Segment Start: PAGE EXTRACT
Sixth Form Blues

This time every year, there’s one news story I can’t watch. I change the channel, put the sound off or change to teletext, but I can’t watch the joyful faces of yet another crop of students with record-breaking exam results. It may mean-spirited to some, but it takes me back to one of the most frightening times of my life and I still don’t think I’ve ever really come to terms with it.

I can remember exactly what I did the day before my A-Level results came out. I went to Shrewsbury for the day with my mum and grandma. Shrewsbury has always been one of my favourite places in England- it’s the combination of half-timbered Tudor and elegant Georgian buildings and the beautiful gardens next to the Severn, I think- and it’s often been a treat in our family to go there for the day. I can’t remember what we did or what we bought; I have a vague impression of it being rainy on the train home, but what I remember most is desperately trying not to nod off on the train, because I knew I wouldn’t sleep that night and didn’t want to make it any worse for myself.

And so it came to the day itself. It’s amazing what I can’t remember- the weather must have been reasonably fine, I suppose, but I can’t remember what I did before I walked up to school. I needed an ‘A’ in French and a ‘B’ in History and English to take up my place at Bristol; my reserve offer was something like an ‘A’ and a ‘B’ in any subject from Edinburgh where, on balance, it may have been more interesting to have gone. But one doesn’t think of these things, and it’s only in the last five years or so that I’ve come to love Scotland. The results were pinned up on a board outside the doors, as I remember, and they seemed to be in some kind of table. ‘A’ in French (for which, admittedly, I’d worked bloody hard, listening to French radio and reading around the set texts), ‘A’ in General Studies (in part thanks to a gift of a question about transport policy which was bread and butter to a regular reader of practically every railway magazine going), ‘B’ in History (a slight disappointment, but probably justified given that I missed chunks of the European side and was taught British history by one of the most ineffectual teachers going) and in English...’C’.
Segment End: PAGE EXTRACT
Segment Start: GIVEN ENTRIES
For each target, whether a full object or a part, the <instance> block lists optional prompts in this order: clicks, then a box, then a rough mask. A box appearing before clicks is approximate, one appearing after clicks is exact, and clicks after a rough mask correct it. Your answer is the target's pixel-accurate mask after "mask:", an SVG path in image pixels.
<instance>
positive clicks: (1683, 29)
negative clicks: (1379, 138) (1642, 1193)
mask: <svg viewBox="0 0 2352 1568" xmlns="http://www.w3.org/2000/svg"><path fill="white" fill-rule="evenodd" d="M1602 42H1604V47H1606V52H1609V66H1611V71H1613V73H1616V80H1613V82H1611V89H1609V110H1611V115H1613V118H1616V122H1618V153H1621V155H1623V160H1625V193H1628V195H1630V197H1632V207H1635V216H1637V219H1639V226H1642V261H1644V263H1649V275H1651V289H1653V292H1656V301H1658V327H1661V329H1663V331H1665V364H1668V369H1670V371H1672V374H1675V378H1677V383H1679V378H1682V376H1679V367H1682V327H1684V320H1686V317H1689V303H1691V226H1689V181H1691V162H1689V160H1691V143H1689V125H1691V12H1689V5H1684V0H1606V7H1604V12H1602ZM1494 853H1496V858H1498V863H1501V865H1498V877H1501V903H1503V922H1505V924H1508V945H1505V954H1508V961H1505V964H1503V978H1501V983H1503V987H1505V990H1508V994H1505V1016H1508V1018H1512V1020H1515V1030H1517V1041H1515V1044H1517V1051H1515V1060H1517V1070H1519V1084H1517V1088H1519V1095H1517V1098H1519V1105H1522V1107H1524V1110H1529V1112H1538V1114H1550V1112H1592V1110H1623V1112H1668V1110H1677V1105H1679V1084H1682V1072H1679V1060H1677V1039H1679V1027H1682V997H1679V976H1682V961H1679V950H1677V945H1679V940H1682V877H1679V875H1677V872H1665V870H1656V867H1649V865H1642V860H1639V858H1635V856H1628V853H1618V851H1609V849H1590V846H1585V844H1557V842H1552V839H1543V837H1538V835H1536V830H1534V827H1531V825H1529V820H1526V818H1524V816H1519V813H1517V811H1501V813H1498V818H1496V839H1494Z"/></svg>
Segment End: GIVEN ENTRIES
**DIRECTIVE A:** In the A-Level results essay, where did the writer spend the day before the results came out, and with whom?
**DIRECTIVE B:** Say whether each statement agrees with the A-Level results essay, answering yes or no and quoting the words that decide it: (i) The results were displayed on a board outside the doors. (ii) The reserve offer came from Bristol. (iii) The writer got a 'B' in English.
**DIRECTIVE C:** Rewrite everything from "This time every" down to "terms with it." in the A-Level results essay, putting "pupils" in place of "students".

**EXERCISE ANSWER A:** In Shrewsbury, with the writer's mum and grandma.

**EXERCISE ANSWER B:**
(i) Yes: "The results were pinned up on a board outside the doors"
(ii) No: "my reserve offer was something like an ‘A’ and a ‘B’ in any subject from Edinburgh"
(iii) No: "and in English...’C’"

**EXERCISE ANSWER C:**
This time every year, there’s one news story I can’t watch. I change the channel, put the sound off or change to teletext, but I can’t watch the joyful faces of yet another crop of pupils with record-breaking exam results. It may mean-spirited to some, but it takes me back to one of the most frightening times of my life and I still don’t think I’ve ever really come to terms with it.